(Items for identifying locations)
==============================
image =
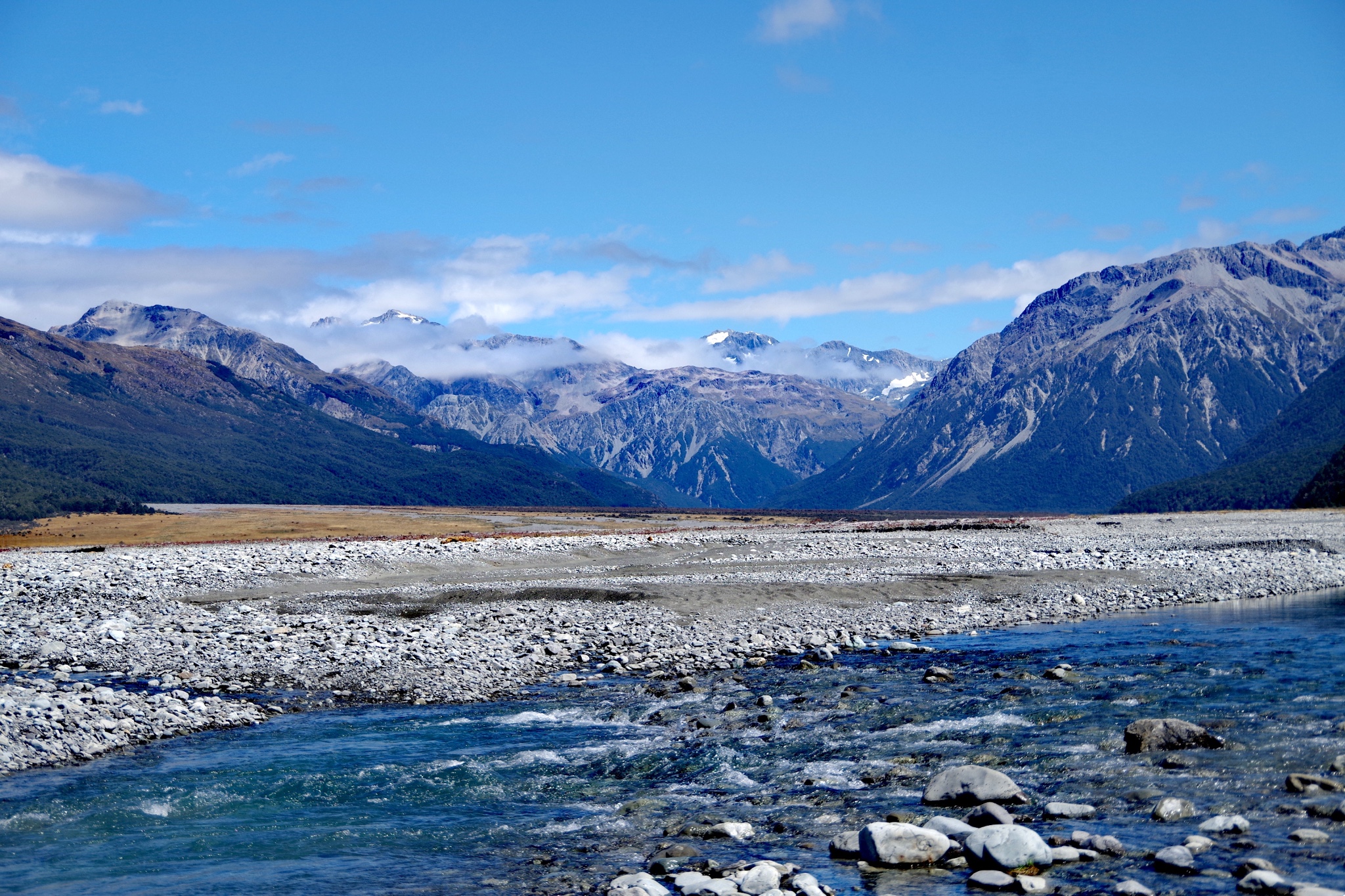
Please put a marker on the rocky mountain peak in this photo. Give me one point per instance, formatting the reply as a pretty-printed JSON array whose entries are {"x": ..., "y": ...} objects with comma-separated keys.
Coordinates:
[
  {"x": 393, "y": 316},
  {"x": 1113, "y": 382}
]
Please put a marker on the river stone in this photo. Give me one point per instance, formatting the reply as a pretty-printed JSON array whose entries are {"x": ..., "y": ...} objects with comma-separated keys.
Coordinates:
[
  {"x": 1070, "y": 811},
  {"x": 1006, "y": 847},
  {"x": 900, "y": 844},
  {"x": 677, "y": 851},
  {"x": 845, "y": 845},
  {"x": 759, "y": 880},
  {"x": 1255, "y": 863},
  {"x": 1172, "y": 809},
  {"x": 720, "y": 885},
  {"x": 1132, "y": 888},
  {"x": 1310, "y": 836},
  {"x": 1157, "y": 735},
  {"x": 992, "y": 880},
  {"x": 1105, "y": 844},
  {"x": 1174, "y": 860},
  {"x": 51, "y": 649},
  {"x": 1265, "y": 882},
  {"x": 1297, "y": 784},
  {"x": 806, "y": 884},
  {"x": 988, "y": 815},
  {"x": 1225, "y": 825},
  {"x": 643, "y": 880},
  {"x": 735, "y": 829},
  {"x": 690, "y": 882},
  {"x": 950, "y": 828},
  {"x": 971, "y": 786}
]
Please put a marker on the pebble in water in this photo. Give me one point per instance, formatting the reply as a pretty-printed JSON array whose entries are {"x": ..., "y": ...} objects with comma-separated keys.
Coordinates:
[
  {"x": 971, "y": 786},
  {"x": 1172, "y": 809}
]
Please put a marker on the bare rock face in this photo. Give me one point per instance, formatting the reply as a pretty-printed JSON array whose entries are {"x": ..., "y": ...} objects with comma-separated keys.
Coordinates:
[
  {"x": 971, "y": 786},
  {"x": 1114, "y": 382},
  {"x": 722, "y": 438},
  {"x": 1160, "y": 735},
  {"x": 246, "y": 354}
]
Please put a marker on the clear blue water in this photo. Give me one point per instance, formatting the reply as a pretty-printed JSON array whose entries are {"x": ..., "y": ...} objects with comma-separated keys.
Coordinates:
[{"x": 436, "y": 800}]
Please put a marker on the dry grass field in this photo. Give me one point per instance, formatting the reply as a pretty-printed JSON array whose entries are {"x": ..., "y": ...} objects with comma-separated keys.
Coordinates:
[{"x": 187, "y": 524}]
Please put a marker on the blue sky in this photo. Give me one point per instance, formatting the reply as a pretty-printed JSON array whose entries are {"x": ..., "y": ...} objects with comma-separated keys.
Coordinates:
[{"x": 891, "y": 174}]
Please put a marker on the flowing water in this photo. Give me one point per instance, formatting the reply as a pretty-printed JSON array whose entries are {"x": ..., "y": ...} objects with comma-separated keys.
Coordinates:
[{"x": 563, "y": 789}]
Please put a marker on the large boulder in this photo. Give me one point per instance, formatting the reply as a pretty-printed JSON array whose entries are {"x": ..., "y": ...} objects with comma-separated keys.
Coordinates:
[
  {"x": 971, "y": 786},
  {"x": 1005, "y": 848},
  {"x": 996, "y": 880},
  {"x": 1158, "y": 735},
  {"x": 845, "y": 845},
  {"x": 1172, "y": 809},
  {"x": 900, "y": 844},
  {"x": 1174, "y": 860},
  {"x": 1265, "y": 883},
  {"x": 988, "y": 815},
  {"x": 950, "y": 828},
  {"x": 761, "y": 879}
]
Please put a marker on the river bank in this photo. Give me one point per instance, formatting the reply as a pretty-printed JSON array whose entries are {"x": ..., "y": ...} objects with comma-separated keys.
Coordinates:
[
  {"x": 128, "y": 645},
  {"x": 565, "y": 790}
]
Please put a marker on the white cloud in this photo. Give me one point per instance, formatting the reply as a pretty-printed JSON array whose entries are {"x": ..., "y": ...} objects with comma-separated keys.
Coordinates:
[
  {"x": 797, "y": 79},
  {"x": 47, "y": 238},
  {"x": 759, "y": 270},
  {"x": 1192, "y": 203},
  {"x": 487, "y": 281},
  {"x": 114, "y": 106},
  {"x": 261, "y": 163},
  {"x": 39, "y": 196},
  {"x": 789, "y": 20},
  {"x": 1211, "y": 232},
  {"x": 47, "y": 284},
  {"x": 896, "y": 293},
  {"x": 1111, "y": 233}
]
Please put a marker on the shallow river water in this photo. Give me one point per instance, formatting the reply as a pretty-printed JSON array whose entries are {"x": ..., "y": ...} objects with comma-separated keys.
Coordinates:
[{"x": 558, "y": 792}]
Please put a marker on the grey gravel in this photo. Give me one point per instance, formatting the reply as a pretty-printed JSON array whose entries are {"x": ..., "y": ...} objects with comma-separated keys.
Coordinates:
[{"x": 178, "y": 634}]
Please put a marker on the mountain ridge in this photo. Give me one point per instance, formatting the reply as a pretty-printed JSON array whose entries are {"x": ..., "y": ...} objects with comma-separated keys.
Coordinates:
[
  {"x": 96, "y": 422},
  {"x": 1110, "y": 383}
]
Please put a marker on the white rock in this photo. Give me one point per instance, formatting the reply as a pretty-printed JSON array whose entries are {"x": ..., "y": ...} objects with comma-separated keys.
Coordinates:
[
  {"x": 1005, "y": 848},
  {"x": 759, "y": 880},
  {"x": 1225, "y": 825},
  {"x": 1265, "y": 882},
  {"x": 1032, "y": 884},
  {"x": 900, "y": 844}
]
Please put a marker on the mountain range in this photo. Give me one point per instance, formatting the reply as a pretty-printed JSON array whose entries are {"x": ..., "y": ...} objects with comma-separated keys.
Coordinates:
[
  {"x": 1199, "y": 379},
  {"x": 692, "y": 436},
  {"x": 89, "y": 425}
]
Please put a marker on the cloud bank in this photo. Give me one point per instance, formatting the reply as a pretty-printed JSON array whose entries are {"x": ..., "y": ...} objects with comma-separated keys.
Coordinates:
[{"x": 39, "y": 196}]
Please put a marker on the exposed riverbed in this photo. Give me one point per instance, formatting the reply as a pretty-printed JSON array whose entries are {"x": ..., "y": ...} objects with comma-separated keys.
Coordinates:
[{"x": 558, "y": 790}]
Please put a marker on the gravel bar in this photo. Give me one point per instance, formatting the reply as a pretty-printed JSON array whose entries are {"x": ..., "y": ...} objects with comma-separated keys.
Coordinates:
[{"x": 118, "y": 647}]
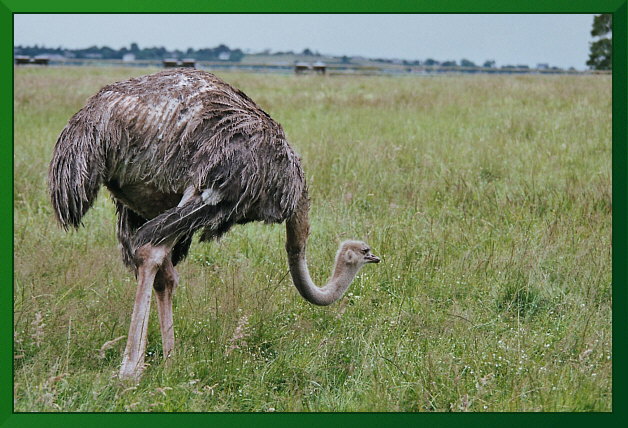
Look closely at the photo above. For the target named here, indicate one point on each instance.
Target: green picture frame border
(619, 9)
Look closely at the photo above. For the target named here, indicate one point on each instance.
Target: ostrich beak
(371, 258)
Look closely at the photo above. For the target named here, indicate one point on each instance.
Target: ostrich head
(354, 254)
==============================
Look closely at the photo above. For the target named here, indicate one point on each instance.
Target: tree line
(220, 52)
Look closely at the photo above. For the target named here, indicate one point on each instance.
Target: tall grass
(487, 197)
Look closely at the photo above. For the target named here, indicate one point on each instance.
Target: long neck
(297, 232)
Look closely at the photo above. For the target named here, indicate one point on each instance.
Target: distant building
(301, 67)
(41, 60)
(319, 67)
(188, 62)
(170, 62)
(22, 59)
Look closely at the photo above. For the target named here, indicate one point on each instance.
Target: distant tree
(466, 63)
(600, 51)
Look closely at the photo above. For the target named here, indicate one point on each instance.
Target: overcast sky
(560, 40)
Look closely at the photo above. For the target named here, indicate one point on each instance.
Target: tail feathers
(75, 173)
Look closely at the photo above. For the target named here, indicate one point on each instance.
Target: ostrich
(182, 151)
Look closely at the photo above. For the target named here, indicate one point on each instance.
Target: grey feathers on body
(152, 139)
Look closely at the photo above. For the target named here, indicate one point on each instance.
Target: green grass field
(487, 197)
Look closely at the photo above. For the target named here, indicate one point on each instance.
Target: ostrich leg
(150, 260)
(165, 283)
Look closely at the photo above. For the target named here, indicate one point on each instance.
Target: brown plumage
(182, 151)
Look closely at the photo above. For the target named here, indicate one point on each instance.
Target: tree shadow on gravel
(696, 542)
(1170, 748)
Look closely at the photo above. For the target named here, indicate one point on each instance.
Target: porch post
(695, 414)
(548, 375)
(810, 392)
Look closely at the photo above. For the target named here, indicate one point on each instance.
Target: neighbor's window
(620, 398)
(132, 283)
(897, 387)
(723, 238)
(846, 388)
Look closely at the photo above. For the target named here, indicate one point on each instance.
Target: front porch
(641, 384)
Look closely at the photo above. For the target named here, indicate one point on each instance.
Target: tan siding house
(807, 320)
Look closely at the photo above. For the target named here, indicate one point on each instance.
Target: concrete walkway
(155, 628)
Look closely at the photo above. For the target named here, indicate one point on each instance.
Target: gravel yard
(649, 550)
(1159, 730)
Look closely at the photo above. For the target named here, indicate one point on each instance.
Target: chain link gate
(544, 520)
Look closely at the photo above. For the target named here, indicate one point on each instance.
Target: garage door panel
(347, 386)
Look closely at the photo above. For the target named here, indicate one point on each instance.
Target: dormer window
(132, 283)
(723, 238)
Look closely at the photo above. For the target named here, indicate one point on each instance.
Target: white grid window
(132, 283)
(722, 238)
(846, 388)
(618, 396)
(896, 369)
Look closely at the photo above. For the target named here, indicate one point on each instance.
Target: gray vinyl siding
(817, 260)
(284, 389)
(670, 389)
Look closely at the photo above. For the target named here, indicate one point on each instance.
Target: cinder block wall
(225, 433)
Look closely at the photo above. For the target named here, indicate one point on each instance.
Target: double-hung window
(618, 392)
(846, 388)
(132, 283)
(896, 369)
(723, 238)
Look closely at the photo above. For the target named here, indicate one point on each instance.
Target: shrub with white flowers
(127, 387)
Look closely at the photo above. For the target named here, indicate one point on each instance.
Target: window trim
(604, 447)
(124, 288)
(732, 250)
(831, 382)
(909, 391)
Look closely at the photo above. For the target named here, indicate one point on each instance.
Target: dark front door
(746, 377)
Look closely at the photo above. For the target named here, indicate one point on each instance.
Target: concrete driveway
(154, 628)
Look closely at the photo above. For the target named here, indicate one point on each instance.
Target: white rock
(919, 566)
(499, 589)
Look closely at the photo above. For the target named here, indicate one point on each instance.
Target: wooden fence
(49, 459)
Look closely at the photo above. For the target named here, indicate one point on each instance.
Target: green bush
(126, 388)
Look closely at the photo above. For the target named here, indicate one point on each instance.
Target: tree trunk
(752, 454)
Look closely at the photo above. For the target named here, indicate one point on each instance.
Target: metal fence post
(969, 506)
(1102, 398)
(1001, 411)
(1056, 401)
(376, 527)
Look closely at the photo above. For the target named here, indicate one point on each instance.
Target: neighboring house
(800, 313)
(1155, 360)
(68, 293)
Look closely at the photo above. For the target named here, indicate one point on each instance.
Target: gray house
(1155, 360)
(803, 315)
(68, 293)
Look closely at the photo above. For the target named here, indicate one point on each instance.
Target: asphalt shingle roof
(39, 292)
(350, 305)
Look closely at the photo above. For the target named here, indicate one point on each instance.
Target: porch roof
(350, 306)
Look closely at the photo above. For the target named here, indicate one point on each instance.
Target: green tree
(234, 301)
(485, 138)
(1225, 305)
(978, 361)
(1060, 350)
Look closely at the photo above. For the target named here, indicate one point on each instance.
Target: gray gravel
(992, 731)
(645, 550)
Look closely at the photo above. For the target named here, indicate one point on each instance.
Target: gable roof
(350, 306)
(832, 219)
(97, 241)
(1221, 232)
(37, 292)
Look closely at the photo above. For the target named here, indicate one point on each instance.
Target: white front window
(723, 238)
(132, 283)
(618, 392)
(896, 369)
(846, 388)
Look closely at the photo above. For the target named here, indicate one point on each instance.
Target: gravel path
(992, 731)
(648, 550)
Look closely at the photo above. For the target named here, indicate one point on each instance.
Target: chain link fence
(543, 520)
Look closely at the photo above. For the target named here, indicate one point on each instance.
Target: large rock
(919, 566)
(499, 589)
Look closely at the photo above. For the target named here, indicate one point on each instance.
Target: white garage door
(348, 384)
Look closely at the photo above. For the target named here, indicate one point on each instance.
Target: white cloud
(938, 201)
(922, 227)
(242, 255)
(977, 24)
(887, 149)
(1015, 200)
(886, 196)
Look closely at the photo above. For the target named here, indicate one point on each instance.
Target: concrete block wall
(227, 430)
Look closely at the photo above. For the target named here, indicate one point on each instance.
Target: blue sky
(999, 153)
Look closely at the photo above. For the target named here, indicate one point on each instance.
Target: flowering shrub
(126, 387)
==============================
Gather every line above that contains the string "distant" and copy each one out, treating uppercase and lowercase as different.

The reply =>
Target: distant building
Target: distant tree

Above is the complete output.